**Given task**
Copy out each of the entries below word for word.

**Entries on locating named things**
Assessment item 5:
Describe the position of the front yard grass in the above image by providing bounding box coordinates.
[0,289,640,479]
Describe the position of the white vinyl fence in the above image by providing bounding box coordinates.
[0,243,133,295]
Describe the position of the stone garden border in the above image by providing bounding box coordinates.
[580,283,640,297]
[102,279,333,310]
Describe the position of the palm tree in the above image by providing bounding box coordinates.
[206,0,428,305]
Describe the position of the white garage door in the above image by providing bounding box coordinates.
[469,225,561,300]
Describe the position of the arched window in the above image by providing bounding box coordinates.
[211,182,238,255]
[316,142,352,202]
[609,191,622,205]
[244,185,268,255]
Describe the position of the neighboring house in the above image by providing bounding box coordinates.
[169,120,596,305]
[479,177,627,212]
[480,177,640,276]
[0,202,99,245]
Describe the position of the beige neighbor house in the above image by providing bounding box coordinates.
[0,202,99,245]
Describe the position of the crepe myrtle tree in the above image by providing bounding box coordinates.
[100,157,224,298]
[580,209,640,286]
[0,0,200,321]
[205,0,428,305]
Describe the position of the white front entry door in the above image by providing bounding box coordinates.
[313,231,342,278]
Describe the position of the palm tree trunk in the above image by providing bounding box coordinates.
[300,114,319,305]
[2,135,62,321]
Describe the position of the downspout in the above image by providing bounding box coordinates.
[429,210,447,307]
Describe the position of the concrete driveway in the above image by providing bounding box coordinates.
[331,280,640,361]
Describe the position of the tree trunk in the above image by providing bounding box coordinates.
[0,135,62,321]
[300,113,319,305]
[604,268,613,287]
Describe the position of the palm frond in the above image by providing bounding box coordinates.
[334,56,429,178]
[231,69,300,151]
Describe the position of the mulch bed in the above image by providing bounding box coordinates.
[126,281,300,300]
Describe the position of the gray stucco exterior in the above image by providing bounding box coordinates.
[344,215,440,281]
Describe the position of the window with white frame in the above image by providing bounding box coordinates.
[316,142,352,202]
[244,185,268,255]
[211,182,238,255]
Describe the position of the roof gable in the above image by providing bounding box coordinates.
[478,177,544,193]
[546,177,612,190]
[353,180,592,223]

**Full answer**
Assessment item 5:
Describe the position of the front yard grass in the above image by providing bounding box coordinates.
[0,289,640,479]
Describe the position of the white vinyl fence in the above image by providing bounding box coordinates.
[0,243,133,295]
Describe the position of the stone garden border in the above image by providing bounding box coordinates.
[580,283,640,297]
[102,279,333,310]
Describe the position of the palm tree in the above image by providing bounding box coordinates.
[206,0,428,305]
Describe the position of the white garage door in the above image by providing bounding box coordinates.
[469,225,561,300]
Describe the position of the arched window in the above image by providing bounding box coordinates.
[211,182,238,255]
[316,142,352,202]
[609,191,622,205]
[244,185,268,255]
Describe the position of the neighboring house in the above image by providing bounding box coordinates.
[169,120,596,305]
[479,177,627,212]
[480,177,640,276]
[0,202,99,245]
Describe the position of the beige neighbor house in the above image by providing bounding box coordinates.
[0,202,99,245]
Describe the position of the crepe myrtle tree in the above image by providing bounding box coordinates.
[100,157,224,298]
[580,209,640,286]
[0,0,200,321]
[205,0,428,305]
Describe the position of the white front entry door in the above image by providing bounding box coordinates.
[313,231,342,278]
Describe the position of the palm tree trunk in the above image by providing bounding box coordinates.
[300,114,319,305]
[2,135,62,321]
Describe the position of the downspout in the above image by providing bounding box coordinates.
[429,210,447,307]
Describe the position of the concrete driveway in the above image by providing bounding box coordinates.
[331,280,640,361]
Describe the position of the tree trunk in the above image by providing bounding box coordinates.
[0,135,62,321]
[300,113,319,305]
[604,268,613,287]
Describe the position of the palm frond in the above image by providing bounding box coordinates.
[334,56,429,178]
[231,69,300,151]
Describe the position of the mulch bed in the above image by providing bounding box coordinates.
[126,281,300,300]
Describe the position of the gray stucco exterior in the above image by providing bounding box coordinates.
[344,215,440,281]
Describe the position of the window with white frame in the above image by providing bounding box coordinates.
[316,142,352,202]
[244,185,268,255]
[211,182,238,255]
Describe the position of the roof gable in the above image by providing bounding box coordinates.
[478,177,544,193]
[546,177,612,190]
[353,180,592,223]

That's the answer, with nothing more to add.